[TEXT EXTRACT]:
BEGIN

La Llorona (pronounced “La Yarona”) is not to be confused with The Curse of La Llorona, a cheap Conjuring spinoff that relied on jump scares and endlessly recycled imagery from The Grudge. Local audiences are particularly unlikely to confuse it as the film was released in Australia as The Curse of the Weeping Woman. The myth in Latin American culture about the spirit of a woman who drowned her children provides the basis for both films, but the comparison ends there. While that movie provided a collection of insipid and uninspired shocks, this one worms under your skin and stays there.


This French-Guatemalan co-production places the myth in the context of Guatemala’s shameful history of genocide of its indigenous peoples. The story involves a retired general, Enrique Montecorvo (Julio Diaz), who has been accused of giving the orders for mass exterminations of native Mayans in the 1980s. While his health fails and his trial pushes forward, protestors surround his palatial estate, and become all the more vehement when it appears he is going to go free.

As oppressive as his external stressors may be, they’re nothing compared to what’s going on internally – both in his mind and in his home. Mentally, Enrique is suffering through the early stages of Alzheimer’s. That makes it all the more difficult to believe him when he tells his family – his long-suffering wife (Margarita Kenefic), his daughter (Sabrina De La Hoz) and his granddaughter (Ayla-Elea Hurtador) – that he heard the sounds of a woman crying in the bowels of the house. The fact that he had his gun drawn and shot wildly in the middle of the night has now scared off his indigenous servants. To be fair, they also know from folklore that there is a malevolent spirit in the house.

END

[INSTRUCTION 1]: In the records below, count the lines that contain the word "mountain" and give only that number.

(Object location annotation data)
BEGIN

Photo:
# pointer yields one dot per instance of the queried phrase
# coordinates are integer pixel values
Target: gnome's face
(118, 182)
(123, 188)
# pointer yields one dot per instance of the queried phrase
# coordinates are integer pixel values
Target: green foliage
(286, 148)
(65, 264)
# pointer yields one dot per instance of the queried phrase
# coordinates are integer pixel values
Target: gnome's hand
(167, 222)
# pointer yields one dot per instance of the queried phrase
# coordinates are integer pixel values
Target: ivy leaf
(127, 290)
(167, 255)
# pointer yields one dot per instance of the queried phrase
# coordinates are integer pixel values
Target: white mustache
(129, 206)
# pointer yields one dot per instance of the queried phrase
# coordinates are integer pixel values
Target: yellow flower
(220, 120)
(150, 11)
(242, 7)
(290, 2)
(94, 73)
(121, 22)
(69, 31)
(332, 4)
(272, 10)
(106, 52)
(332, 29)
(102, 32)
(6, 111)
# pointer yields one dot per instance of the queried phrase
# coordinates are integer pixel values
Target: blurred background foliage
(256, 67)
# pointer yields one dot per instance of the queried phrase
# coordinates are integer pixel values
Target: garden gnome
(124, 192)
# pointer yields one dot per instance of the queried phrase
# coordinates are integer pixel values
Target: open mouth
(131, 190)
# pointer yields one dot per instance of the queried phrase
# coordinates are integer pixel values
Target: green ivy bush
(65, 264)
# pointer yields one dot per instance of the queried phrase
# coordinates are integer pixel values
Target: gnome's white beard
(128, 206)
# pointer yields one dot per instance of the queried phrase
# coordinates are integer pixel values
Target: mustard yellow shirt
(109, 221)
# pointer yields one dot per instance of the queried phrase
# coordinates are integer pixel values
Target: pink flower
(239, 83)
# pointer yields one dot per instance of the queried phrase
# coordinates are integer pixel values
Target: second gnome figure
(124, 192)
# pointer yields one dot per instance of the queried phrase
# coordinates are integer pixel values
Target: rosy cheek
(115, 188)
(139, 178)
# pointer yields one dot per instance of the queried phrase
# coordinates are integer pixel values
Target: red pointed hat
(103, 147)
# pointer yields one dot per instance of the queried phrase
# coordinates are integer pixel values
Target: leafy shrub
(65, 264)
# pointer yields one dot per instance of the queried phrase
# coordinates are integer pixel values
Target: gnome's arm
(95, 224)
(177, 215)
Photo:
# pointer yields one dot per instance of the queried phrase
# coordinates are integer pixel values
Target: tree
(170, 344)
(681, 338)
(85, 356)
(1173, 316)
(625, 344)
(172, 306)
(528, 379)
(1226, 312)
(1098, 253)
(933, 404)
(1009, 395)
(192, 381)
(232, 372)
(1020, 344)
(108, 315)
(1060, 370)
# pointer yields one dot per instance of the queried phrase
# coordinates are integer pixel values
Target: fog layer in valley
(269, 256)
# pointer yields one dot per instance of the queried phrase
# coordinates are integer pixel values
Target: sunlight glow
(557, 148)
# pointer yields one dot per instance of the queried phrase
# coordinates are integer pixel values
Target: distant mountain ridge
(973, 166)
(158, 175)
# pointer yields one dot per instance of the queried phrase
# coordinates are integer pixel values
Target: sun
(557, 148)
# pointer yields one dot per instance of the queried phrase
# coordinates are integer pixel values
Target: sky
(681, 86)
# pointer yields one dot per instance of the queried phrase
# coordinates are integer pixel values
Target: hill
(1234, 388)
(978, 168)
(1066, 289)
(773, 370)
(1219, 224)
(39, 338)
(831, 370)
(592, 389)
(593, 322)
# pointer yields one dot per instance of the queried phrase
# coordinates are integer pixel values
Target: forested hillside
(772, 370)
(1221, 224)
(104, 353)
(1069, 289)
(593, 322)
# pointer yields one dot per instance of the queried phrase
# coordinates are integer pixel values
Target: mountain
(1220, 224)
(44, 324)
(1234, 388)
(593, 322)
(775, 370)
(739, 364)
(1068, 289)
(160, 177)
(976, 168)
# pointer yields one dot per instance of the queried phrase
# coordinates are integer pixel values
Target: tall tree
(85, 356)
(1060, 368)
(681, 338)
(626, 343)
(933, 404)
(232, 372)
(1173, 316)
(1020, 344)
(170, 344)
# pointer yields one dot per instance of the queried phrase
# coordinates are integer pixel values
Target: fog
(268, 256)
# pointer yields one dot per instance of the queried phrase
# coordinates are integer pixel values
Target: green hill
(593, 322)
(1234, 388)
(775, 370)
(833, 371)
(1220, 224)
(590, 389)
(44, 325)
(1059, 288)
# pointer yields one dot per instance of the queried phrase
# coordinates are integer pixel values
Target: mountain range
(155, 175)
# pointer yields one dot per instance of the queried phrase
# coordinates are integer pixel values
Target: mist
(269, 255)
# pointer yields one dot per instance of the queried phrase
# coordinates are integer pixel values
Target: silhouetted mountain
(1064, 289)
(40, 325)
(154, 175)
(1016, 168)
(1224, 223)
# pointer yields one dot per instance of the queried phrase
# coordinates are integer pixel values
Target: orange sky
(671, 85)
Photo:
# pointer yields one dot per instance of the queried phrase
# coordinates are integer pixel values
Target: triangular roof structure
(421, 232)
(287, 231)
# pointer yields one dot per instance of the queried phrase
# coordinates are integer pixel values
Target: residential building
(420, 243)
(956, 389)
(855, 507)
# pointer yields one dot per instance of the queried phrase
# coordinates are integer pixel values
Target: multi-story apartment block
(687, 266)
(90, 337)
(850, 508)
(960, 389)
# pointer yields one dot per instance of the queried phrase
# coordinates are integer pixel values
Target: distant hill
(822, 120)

END

[INSTRUCTION 2]: Reproduce the passage of the La Llorona review above that begins with the words "La Llorona (pronounced" and ends with "and stays there.".

[TASK ANSWER 1]: 4

[TASK ANSWER 2]:
La Llorona (pronounced “La Yarona”) is not to be confused with The Curse of La Llorona, a cheap Conjuring spinoff that relied on jump scares and endlessly recycled imagery from The Grudge. Local audiences are particularly unlikely to confuse it as the film was released in Australia as The Curse of the Weeping Woman. The myth in Latin American culture about the spirit of a woman who drowned her children provides the basis for both films, but the comparison ends there. While that movie provided a collection of insipid and uninspired shocks, this one worms under your skin and stays there.